**Selected extract**
↓

Karnataka’s ₹391 crore plan to dump pollution from Bengaluru on farmers in Kanakapura
The Hindu
Karnataka's ₹391 crore Byramangala reservoir revival plan fails to address the root causes of Vrishabhavati river pollution, reports Mapping Malnad.
A recently released report alleges that the Karnataka government’s proposal of a ₹391 crore plan to revive the long-contaminated Byramangala reservoir reveals a fundamental disconnect from pollution reality, and fails to address the source of the pollution that has turned into a Vrishabhavati river toxic stream.
Published by Mapping Malnad, a citizen-led platform for research, advocacy and dialogue to protect the Western Ghats, the report throws light on the river’s worsening condition, and how the river’s pollutants also make their way into vegetables, feed, and even animal and human bodies, turning it into a public health crisis.
The Vrishabhavathi today is not a river in the conventional sense — it is an urban channel of waste and wastewater,” states the report.
According to the researchers, the approximately 69 km-long river collects nearly 500 MLD of toxic wastewater along with massive quantities of solid waste from urban, industrial, and rural settlements before being impounded behind the Byramangala dam near Bidadi.

↑

**What is expected**
Reproduce the news piece on the Byramangala reservoir plan word for word, from its headline through its final sentence.

**Data for review**
↓

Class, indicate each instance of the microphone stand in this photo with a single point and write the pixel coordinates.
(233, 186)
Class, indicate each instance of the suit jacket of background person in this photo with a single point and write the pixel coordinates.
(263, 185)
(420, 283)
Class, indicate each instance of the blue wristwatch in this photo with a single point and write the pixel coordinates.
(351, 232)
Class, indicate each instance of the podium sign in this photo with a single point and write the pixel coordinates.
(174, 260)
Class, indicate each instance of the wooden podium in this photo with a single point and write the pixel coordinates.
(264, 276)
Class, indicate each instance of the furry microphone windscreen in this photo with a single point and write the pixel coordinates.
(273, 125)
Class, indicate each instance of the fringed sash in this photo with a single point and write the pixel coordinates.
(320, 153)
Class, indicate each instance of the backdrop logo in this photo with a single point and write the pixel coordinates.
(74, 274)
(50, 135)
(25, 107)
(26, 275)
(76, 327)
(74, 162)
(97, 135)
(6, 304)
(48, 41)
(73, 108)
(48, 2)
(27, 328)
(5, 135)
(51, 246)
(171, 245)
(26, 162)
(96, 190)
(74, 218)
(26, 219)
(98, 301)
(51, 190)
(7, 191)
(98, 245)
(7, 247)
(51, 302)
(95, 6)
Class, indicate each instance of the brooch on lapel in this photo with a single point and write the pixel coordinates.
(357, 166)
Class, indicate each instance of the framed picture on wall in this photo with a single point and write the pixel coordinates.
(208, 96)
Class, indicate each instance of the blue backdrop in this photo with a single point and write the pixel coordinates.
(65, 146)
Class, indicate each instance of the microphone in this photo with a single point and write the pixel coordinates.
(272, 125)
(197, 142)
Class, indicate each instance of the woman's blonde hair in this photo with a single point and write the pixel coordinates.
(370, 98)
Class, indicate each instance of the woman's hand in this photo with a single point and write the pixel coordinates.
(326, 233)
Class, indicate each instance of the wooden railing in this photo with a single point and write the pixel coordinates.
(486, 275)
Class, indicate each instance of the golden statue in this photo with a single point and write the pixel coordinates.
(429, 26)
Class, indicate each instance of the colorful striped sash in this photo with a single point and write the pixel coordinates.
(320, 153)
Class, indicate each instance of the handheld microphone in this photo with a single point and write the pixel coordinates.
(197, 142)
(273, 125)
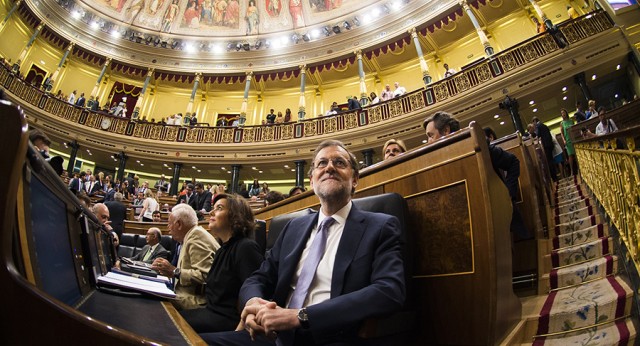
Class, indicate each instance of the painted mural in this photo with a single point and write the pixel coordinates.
(220, 17)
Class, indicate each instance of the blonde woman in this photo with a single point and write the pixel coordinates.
(148, 207)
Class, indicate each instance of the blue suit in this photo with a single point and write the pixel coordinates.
(367, 281)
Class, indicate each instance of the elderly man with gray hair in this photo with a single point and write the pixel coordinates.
(192, 259)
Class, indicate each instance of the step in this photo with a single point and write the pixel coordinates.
(620, 332)
(570, 202)
(585, 305)
(568, 196)
(580, 273)
(580, 253)
(571, 206)
(574, 215)
(576, 225)
(580, 236)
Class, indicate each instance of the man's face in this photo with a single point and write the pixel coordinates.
(151, 238)
(175, 229)
(332, 177)
(392, 150)
(433, 134)
(103, 214)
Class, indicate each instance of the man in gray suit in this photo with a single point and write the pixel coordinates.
(153, 249)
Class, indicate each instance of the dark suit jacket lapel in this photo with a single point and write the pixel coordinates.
(351, 236)
(292, 247)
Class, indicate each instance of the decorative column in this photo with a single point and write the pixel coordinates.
(235, 178)
(363, 86)
(301, 102)
(368, 157)
(121, 165)
(25, 50)
(483, 37)
(94, 92)
(13, 9)
(72, 156)
(300, 173)
(245, 99)
(175, 179)
(136, 109)
(552, 29)
(582, 82)
(54, 77)
(511, 104)
(426, 77)
(193, 92)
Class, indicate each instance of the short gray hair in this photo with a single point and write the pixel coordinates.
(186, 214)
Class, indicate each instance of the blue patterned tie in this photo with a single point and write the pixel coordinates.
(316, 251)
(311, 264)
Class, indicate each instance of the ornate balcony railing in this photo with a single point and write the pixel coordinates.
(610, 166)
(478, 74)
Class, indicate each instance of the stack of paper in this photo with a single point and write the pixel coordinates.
(157, 286)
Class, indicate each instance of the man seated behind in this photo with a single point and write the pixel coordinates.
(393, 148)
(328, 271)
(152, 250)
(157, 217)
(192, 259)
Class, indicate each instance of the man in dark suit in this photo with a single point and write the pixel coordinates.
(81, 101)
(153, 249)
(117, 213)
(77, 184)
(202, 199)
(354, 103)
(545, 136)
(344, 263)
(188, 197)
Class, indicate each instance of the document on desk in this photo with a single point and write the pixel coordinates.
(137, 284)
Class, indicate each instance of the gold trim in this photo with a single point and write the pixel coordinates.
(22, 230)
(581, 328)
(473, 255)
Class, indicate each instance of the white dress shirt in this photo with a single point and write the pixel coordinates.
(320, 289)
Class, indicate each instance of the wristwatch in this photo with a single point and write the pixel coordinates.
(303, 318)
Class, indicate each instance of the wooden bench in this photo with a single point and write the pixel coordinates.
(458, 234)
(138, 227)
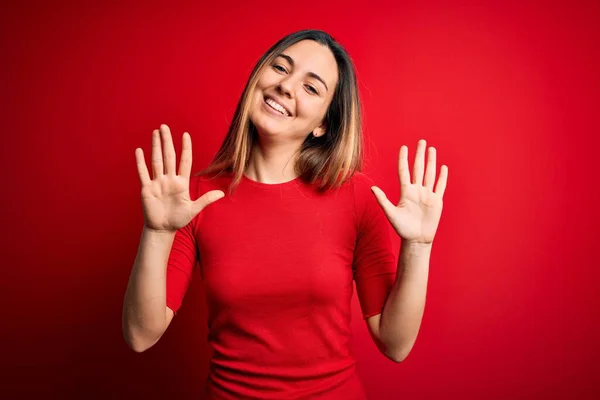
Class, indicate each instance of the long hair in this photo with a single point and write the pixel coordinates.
(327, 160)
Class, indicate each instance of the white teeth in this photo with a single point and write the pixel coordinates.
(277, 106)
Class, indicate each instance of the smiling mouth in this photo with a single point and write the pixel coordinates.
(276, 106)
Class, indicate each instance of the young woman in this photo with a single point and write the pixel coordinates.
(279, 253)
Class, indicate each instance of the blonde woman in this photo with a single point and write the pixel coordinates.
(282, 223)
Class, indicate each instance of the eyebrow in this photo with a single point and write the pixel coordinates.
(311, 74)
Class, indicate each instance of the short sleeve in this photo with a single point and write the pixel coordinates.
(375, 262)
(182, 259)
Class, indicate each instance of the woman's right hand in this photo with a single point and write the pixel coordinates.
(166, 199)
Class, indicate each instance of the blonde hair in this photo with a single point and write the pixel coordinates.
(327, 160)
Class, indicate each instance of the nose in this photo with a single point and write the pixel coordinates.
(286, 87)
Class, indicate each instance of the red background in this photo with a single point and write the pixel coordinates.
(509, 96)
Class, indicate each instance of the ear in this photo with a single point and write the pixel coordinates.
(320, 130)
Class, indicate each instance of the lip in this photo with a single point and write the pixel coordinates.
(278, 102)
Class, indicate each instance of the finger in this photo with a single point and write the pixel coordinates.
(419, 162)
(430, 171)
(206, 199)
(403, 171)
(157, 165)
(169, 150)
(387, 206)
(142, 168)
(440, 188)
(185, 165)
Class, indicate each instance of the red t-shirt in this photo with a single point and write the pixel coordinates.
(278, 263)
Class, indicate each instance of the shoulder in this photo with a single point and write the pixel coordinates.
(361, 185)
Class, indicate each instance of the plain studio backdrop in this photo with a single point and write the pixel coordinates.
(508, 94)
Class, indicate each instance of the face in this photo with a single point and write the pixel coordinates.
(293, 94)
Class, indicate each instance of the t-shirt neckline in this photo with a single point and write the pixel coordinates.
(270, 185)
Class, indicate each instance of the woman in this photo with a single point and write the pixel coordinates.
(279, 253)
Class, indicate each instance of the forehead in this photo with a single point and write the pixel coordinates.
(310, 56)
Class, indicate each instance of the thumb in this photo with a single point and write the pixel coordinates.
(206, 199)
(388, 208)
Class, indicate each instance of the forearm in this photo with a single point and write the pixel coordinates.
(144, 308)
(403, 310)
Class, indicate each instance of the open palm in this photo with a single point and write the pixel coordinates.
(417, 215)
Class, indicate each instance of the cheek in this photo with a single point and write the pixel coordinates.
(312, 108)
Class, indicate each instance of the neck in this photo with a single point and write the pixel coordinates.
(273, 163)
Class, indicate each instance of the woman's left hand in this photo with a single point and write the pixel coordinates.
(417, 215)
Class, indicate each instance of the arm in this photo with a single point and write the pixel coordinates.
(395, 330)
(415, 219)
(145, 314)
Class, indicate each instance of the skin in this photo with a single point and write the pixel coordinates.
(292, 83)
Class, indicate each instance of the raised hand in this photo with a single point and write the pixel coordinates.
(418, 213)
(166, 199)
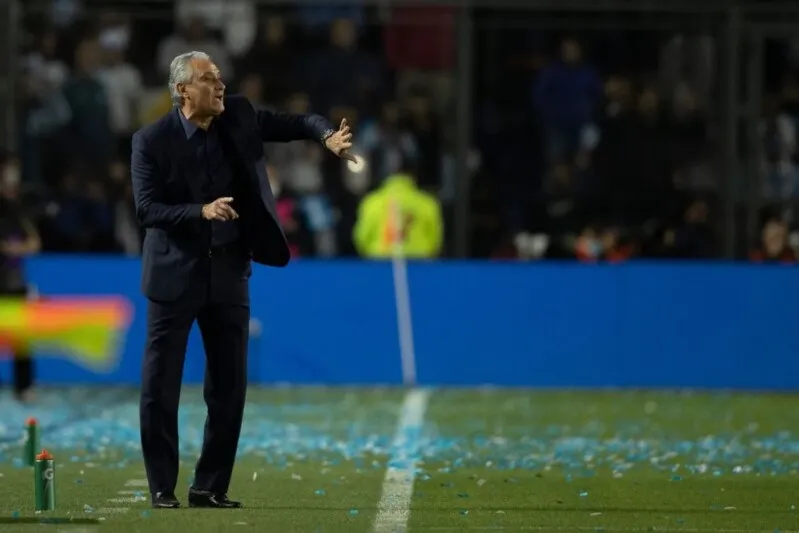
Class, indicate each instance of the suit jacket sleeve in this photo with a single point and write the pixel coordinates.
(283, 127)
(148, 192)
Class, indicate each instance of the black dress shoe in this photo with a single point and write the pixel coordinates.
(204, 498)
(165, 500)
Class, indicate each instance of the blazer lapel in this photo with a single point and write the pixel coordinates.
(188, 166)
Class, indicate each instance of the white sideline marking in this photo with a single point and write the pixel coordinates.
(394, 508)
(653, 529)
(113, 510)
(125, 496)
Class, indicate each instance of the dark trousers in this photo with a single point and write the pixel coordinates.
(22, 361)
(222, 311)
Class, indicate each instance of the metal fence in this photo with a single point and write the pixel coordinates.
(710, 56)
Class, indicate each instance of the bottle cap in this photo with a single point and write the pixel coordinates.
(44, 456)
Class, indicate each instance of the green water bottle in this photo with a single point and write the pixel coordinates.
(31, 441)
(44, 479)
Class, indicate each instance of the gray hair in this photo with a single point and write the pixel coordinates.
(180, 71)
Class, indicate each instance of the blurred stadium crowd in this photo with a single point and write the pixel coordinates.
(599, 146)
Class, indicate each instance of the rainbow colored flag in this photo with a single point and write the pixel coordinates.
(88, 331)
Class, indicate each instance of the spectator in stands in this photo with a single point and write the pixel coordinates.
(43, 62)
(290, 215)
(343, 75)
(18, 239)
(193, 34)
(566, 96)
(274, 57)
(399, 216)
(252, 86)
(123, 87)
(90, 136)
(384, 142)
(778, 134)
(692, 237)
(424, 125)
(234, 20)
(42, 113)
(773, 244)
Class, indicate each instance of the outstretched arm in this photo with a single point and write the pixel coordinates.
(148, 192)
(284, 127)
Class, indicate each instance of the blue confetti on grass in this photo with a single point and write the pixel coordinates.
(102, 426)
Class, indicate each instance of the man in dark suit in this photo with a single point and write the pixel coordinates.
(202, 195)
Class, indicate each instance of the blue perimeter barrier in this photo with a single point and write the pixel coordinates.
(506, 324)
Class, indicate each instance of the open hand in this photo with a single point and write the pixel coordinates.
(341, 141)
(220, 209)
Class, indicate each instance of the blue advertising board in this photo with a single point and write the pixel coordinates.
(505, 324)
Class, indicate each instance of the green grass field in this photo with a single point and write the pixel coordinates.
(359, 460)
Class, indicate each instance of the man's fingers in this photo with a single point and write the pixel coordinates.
(227, 212)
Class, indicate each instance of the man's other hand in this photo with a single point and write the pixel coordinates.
(220, 209)
(340, 141)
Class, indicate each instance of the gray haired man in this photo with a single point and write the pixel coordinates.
(203, 196)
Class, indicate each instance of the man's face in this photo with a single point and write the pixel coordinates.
(205, 92)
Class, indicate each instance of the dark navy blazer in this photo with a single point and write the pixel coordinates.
(167, 190)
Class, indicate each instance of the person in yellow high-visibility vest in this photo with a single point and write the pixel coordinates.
(398, 218)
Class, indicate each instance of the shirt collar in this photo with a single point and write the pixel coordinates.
(188, 127)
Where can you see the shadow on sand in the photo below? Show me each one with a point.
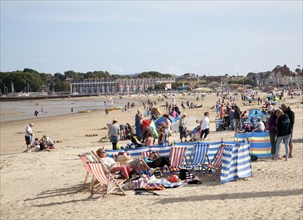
(62, 192)
(225, 196)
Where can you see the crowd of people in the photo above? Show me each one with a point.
(279, 124)
(36, 144)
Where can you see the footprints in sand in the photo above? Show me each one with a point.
(91, 135)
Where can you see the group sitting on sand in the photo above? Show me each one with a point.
(129, 166)
(45, 143)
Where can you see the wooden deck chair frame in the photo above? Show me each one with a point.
(197, 159)
(84, 161)
(216, 163)
(104, 177)
(177, 156)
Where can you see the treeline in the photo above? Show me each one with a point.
(33, 81)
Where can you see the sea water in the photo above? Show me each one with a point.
(19, 110)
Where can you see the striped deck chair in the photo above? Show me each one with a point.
(147, 153)
(105, 178)
(177, 156)
(198, 157)
(84, 161)
(216, 163)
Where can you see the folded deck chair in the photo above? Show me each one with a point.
(198, 156)
(216, 163)
(84, 161)
(177, 156)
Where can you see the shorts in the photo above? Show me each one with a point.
(28, 140)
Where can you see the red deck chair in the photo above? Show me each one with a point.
(177, 156)
(216, 163)
(84, 161)
(105, 178)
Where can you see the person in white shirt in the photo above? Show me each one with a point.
(204, 125)
(28, 136)
(114, 133)
(259, 126)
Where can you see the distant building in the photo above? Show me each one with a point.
(121, 86)
(279, 77)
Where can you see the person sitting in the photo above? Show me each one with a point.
(137, 165)
(154, 160)
(149, 139)
(46, 142)
(259, 126)
(161, 138)
(36, 145)
(112, 165)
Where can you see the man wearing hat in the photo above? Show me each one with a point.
(291, 115)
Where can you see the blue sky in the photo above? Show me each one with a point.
(126, 37)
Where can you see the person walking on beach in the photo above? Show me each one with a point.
(272, 128)
(114, 133)
(28, 136)
(204, 126)
(291, 115)
(182, 127)
(237, 117)
(138, 122)
(284, 133)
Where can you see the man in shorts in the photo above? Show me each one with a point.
(28, 135)
(291, 115)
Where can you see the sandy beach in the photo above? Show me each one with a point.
(48, 185)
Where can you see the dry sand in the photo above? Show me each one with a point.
(48, 185)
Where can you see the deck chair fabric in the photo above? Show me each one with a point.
(84, 161)
(177, 156)
(105, 178)
(147, 153)
(216, 163)
(198, 156)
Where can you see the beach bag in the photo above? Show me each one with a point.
(185, 174)
(138, 183)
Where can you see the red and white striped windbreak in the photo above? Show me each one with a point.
(217, 161)
(177, 156)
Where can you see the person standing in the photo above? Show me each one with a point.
(138, 122)
(114, 133)
(259, 126)
(182, 127)
(284, 133)
(231, 119)
(28, 136)
(237, 117)
(291, 115)
(272, 128)
(204, 125)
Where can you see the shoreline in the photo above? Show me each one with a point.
(47, 185)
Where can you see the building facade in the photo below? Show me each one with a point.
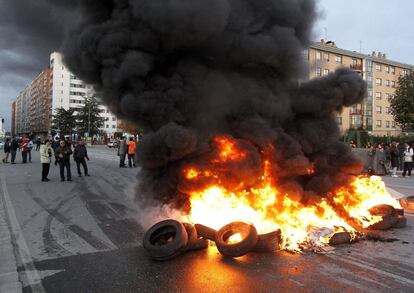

↑

**Reply**
Karnataka’s ₹391 crore plan to dump pollution from Bengaluru on farmers in Kanakapura
The Hindu
Karnataka's ₹391 crore Byramangala reservoir revival plan fails to address the root causes of Vrishabhavati river pollution, reports Mapping Malnad.
A recently released report alleges that the Karnataka government’s proposal of a ₹391 crore plan to revive the long-contaminated Byramangala reservoir reveals a fundamental disconnect from pollution reality, and fails to address the source of the pollution that has turned into a Vrishabhavati river toxic stream.
Published by Mapping Malnad, a citizen-led platform for research, advocacy and dialogue to protect the Western Ghats, the report throws light on the river’s worsening condition, and how the river’s pollutants also make their way into vegetables, feed, and even animal and human bodies, turning it into a public health crisis.
The Vrishabhavathi today is not a river in the conventional sense — it is an urban channel of waste and wastewater,” states the report.
According to the researchers, the approximately 69 km-long river collects nearly 500 MLD of toxic wastewater along with massive quantities of solid waste from urban, industrial, and rural settlements before being impounded behind the Byramangala dam near Bidadi.